Provided passage >>
##########

Yorkshire TV (YTV) has applied for temporary consent to construct a 26- building replica of the set in artificial stone and plywood on a 12-acre site about a mile south of Harewood House, the Queen's cousin's magnificent ancestral home.

Although the site is outside Harewood House's Grade I registered parkland, landscaped by Capability Brown, it is none the less in a Special Landscape Area within the green belt, and protesters, led by the Ramblers' Association, fear the scheme would have damaging environmental consequences.

The plan, which would involve the building of new versions of Emmerdale landmarks, such as the Woolpack public house, as well as the restoration of some redundant Grade II listed cottages and farm buildings, could provide YTV with its exterior set for the next 10 years.

If it is approved, insiders believe the deal, yet to be finalised between YTV and Harewood House, could be worth pounds 2m to the Earl, who has a long association with the arts world, and is a former chairman of the English National Opera.

The Earl has allowed YTV to film on his land for more than 25 years, and it has been used as the backdrop to series such as Heartbeat and A Touch of Frost as well as Emmerdale.

The opposition to the plan is being led by the Ramblers' Association which has already lodged an objection with Leeds City Council, due to consider the scheme later this month. It has also appealed to John Gummer, the Secretary of State for the Environment, to call in the application for a public inquiry.

Frank Reynolds, chairman of the West Riding Ramblers' Association, described the proposal as "horrific". He said: "If this were a fully habitable village or a commercial or industrial scheme on the same scale it would be rejected out of hand ... Yet an industrial scheme is exactly what it is.

"What we would have here would be a set for commercial TV production involving the same intensity of work, travel and traffic as any other industry - in this case 80 vehicle movements a day using cinder tracks and bridleways."

One of the ramblers' principle objections is that the site is bounded by two important footpaths and bridleways, which they argue will be "either spoiled or compromised" if the scheme goes ahead.

##########

Dataset records >>
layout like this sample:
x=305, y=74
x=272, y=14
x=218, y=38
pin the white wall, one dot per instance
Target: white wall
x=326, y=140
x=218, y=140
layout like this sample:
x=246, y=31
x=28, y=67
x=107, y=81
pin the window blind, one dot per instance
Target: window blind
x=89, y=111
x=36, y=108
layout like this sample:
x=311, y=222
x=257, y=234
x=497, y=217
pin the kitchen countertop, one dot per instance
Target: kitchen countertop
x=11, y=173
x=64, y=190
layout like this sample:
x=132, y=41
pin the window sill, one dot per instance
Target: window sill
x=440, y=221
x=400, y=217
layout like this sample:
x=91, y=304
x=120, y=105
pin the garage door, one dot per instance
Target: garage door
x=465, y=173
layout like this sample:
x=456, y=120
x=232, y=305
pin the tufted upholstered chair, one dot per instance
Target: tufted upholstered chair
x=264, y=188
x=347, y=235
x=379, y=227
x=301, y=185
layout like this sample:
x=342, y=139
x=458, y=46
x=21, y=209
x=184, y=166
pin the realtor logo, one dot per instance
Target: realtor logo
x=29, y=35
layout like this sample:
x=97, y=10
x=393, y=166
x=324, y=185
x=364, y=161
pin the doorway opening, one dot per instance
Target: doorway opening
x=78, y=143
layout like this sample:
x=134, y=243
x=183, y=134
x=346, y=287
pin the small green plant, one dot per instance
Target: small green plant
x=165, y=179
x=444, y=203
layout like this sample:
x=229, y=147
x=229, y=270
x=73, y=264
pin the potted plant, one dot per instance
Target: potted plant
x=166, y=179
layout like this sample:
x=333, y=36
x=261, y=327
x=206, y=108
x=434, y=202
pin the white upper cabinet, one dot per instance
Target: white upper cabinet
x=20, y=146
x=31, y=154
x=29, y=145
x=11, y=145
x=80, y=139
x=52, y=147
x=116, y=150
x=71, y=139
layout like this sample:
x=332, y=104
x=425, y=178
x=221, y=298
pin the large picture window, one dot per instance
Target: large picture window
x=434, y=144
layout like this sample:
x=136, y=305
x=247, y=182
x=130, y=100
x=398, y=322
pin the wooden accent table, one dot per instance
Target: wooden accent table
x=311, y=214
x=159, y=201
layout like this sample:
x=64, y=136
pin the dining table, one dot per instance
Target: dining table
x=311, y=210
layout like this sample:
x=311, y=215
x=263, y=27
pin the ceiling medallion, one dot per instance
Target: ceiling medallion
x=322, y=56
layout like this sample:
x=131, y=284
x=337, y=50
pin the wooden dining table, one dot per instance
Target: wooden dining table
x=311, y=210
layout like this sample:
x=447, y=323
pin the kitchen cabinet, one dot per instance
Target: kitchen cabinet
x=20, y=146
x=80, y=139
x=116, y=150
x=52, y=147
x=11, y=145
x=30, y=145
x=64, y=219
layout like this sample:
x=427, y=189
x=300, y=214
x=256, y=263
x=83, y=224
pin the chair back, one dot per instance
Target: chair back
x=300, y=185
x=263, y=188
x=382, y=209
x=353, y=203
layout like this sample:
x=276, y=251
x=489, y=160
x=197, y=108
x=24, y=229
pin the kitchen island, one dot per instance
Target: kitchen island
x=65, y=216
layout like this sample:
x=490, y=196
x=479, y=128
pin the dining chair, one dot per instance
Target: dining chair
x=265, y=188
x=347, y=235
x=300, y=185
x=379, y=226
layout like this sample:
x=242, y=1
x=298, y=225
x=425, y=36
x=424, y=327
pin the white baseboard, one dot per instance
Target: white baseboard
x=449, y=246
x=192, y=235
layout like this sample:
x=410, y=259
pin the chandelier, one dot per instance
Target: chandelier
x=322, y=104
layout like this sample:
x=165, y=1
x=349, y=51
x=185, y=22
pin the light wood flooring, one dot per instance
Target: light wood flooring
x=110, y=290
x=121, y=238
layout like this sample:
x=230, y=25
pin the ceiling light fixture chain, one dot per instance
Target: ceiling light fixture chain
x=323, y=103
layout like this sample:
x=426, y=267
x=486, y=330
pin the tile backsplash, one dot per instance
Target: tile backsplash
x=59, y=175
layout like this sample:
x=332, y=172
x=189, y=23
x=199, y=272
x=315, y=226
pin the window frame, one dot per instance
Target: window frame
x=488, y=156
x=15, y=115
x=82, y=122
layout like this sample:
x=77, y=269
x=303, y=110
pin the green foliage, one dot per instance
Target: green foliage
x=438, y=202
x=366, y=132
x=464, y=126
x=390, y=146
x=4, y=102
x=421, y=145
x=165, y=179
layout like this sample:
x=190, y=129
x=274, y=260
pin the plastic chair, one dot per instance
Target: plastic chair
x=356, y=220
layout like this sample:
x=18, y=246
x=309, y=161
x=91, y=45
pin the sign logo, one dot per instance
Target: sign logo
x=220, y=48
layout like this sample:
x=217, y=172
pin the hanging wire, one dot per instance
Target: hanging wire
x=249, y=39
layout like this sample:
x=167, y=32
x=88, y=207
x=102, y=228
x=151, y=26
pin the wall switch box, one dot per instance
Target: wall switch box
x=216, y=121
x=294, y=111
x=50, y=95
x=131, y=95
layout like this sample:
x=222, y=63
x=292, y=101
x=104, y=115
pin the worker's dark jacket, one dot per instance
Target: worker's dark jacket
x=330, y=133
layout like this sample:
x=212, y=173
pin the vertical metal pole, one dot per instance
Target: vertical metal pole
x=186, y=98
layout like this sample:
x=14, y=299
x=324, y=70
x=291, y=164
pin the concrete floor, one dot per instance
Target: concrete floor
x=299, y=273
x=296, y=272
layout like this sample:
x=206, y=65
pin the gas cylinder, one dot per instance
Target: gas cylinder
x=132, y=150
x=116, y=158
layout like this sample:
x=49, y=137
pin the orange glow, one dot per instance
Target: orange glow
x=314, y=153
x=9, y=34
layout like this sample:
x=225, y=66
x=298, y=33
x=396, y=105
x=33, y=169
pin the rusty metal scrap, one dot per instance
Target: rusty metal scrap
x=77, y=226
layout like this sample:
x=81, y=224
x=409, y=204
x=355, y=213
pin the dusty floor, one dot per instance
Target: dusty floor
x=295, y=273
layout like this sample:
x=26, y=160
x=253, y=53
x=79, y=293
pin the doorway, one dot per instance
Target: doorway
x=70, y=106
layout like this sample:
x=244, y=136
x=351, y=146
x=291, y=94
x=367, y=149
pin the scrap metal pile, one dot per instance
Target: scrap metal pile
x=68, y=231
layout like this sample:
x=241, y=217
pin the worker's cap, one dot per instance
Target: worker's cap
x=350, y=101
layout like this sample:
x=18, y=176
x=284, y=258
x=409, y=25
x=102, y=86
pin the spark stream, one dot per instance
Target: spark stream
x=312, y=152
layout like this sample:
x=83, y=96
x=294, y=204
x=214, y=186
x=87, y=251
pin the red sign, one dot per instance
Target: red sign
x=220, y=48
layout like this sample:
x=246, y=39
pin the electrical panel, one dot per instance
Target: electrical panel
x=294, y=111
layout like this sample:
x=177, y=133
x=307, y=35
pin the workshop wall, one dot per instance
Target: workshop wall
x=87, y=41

##########

Requests >>
**a.** Repeat the records word for word, from their first line up to and including the line with "x=400, y=217".
**b.** Continue the news report on the plan for an Emmerdale set near Harewood House from the point where it stops.

Results of the tasks >>
**a.**
layout like this sample:
x=305, y=74
x=272, y=14
x=218, y=38
pin the white wall, one dot per instance
Target: white wall
x=326, y=140
x=218, y=140
layout like this sample:
x=246, y=31
x=28, y=67
x=107, y=81
pin the window blind, one dot per instance
Target: window blind
x=89, y=111
x=36, y=108
layout like this sample:
x=311, y=222
x=257, y=234
x=497, y=217
pin the kitchen countertop, one dot per instance
Target: kitchen countertop
x=11, y=173
x=64, y=190
layout like this sample:
x=132, y=41
pin the window sill, one dot per instance
Target: window sill
x=440, y=221
x=400, y=217

**b.**
Clive Fox, spokesman for the local branch of the Council for the Protection of Rural England, which is also objecting to the scheme, said: "This is a straightforward commercial venture which would not stand a cat-in-hell's chance of being approved in a green belt if it was going to be a real village. It would be a huge intrusion." He also said it would be "naive" to think that the village would go away after 10 years.

Christopher Ussher, resident agent for Harewood House, dismissed the objections, describing the site of the proposed village as "ordinary farmland".

"We have chosen this location precisely because there will be minimal environmental impact", he said, adding that Harewood believed the scheme would be "fantastic for rural jobs", and would bring other benefits to the community.

Mr Ussher rejected the ramblers' claims that the scheme would affect public access. "The site is not on a public right of way", he said. "Access would be via a private farm road we've offered to YTV. There will be shared use of about 200 metres of one public right of way but vehicle movements will be strictly limited ... the set will be returned to a green-field site."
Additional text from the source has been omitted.